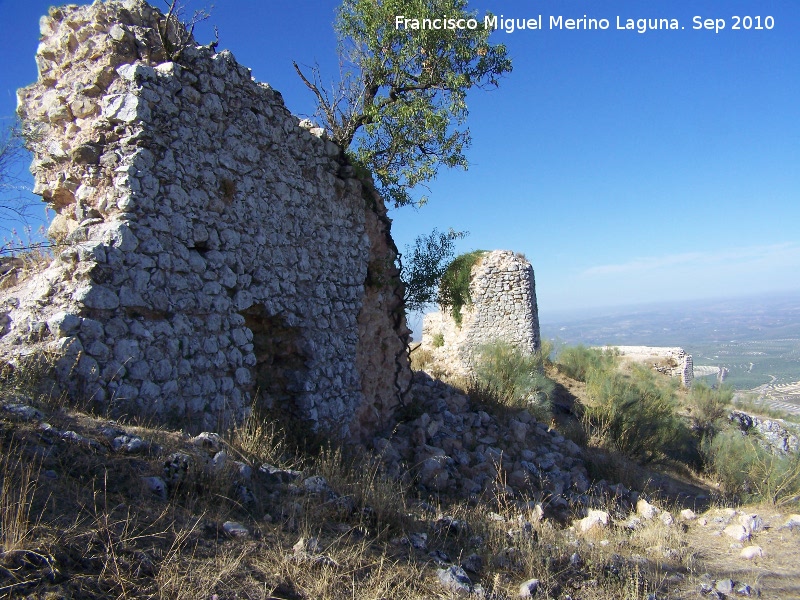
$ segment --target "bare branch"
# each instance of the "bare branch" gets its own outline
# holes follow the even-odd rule
[[[158,37],[161,47],[167,58],[172,61],[180,59],[181,53],[191,44],[195,43],[194,28],[198,23],[209,19],[211,13],[204,8],[194,11],[188,21],[183,19],[184,7],[180,0],[164,0],[169,7],[164,21],[158,25]],[[219,43],[219,34],[214,28],[216,39],[211,42],[212,47]]]

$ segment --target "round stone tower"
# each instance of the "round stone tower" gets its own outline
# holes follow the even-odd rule
[[[422,347],[433,353],[446,372],[466,375],[476,350],[505,341],[523,352],[539,350],[539,311],[533,267],[521,254],[495,250],[472,267],[472,302],[461,309],[461,324],[450,311],[425,315]]]

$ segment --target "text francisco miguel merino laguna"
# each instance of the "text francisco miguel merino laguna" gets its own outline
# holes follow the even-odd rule
[[[550,15],[545,21],[542,15],[527,19],[506,18],[503,15],[486,15],[483,18],[483,27],[492,30],[502,30],[513,33],[523,29],[610,29],[611,21],[608,19],[593,19],[583,15],[579,19],[565,19],[562,15]],[[442,15],[440,18],[416,19],[397,15],[394,21],[395,29],[477,29],[481,22],[474,17],[452,18]],[[624,19],[616,17],[616,29],[634,30],[644,33],[654,29],[681,29],[678,19]]]

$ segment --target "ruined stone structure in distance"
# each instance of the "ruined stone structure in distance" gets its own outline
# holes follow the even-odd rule
[[[472,267],[469,291],[471,303],[461,309],[460,325],[447,309],[423,319],[422,347],[441,369],[470,373],[478,349],[495,341],[525,353],[539,350],[536,283],[525,257],[509,250],[486,253]]]
[[[694,360],[686,350],[667,346],[603,346],[619,353],[625,361],[646,365],[659,373],[677,377],[683,387],[694,381]]]
[[[3,292],[0,351],[111,414],[217,428],[255,401],[368,439],[409,386],[383,200],[230,52],[168,61],[141,0],[51,9],[19,91],[46,270]]]

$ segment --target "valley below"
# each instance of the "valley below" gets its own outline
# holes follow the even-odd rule
[[[597,309],[543,311],[542,337],[564,345],[680,346],[695,377],[721,369],[736,400],[800,414],[800,293]]]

—————

[ABOUT THIS TASK]: Drop the pictures and give every line above again exactly.

[TASK RESULT]:
$ segment --target "bare branch"
# each instance of the "bare branch" gets its own outline
# holes follow the even-odd rule
[[[158,37],[161,47],[167,58],[172,61],[180,59],[181,53],[191,44],[195,43],[194,28],[198,23],[209,19],[211,13],[204,8],[194,11],[188,21],[183,19],[184,7],[180,0],[164,0],[169,7],[164,21],[158,25]],[[219,43],[219,34],[214,28],[216,39],[211,42],[212,47]]]

$ segment --target "round stone tower"
# each instance of the "round stone tower" gets its own outline
# holes follow the even-odd rule
[[[422,347],[433,353],[446,372],[466,375],[476,350],[505,341],[523,352],[539,350],[539,311],[533,267],[521,254],[495,250],[472,267],[472,302],[461,309],[461,324],[450,311],[425,315]]]

$ segment --target "text francisco miguel merino laguna"
# each instance of the "text francisco miguel merino laguna" gets its own outline
# holes follow the even-odd rule
[[[550,15],[545,21],[542,15],[527,19],[506,18],[503,15],[486,15],[483,18],[483,27],[492,30],[502,30],[513,33],[523,29],[610,29],[611,21],[608,19],[593,19],[583,15],[579,19],[565,19],[562,15]],[[442,15],[440,18],[416,19],[397,15],[394,21],[395,29],[477,29],[481,22],[474,17],[452,18]],[[624,19],[616,17],[616,29],[634,30],[644,33],[654,29],[681,29],[678,19]]]

$ segment --target "ruined stone structure in distance"
# each instance of the "ruined stone structure in distance" gets its own outline
# holes follow the even-odd rule
[[[472,267],[469,291],[471,303],[461,309],[460,325],[447,309],[423,319],[422,347],[441,369],[470,373],[478,349],[495,341],[525,353],[539,350],[536,283],[525,257],[509,250],[486,253]]]
[[[694,360],[686,350],[667,346],[603,346],[619,353],[625,361],[646,365],[659,373],[677,377],[683,387],[694,381]]]
[[[3,292],[0,351],[111,414],[217,428],[255,401],[368,439],[409,386],[383,200],[230,52],[168,61],[141,0],[51,9],[19,91],[46,270]]]

$ segment --target "valley below"
# each instance of the "valley below" gets its own outline
# holes follow the even-odd rule
[[[597,309],[543,311],[542,337],[564,345],[680,346],[695,377],[721,369],[736,400],[800,414],[800,293]]]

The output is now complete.